• _EXERCISE DIRECTIONS_
Express the data below as a numbered list, one line per number, leaving out any blank lines.

[BEGIN RECORD EXCERPTS]

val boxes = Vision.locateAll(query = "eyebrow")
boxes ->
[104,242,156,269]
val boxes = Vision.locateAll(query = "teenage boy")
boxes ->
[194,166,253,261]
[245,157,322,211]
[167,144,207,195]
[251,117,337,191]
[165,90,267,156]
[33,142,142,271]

[END RECORD EXCERPTS]

• _SOLUTION_
1. val boxes = Vision.locateAll(query = "eyebrow")
2. boxes ->
3. [104,242,156,269]
4. val boxes = Vision.locateAll(query = "teenage boy")
5. boxes ->
6. [194,166,253,261]
7. [245,157,322,211]
8. [167,144,207,195]
9. [251,117,337,191]
10. [165,90,267,156]
11. [33,142,142,271]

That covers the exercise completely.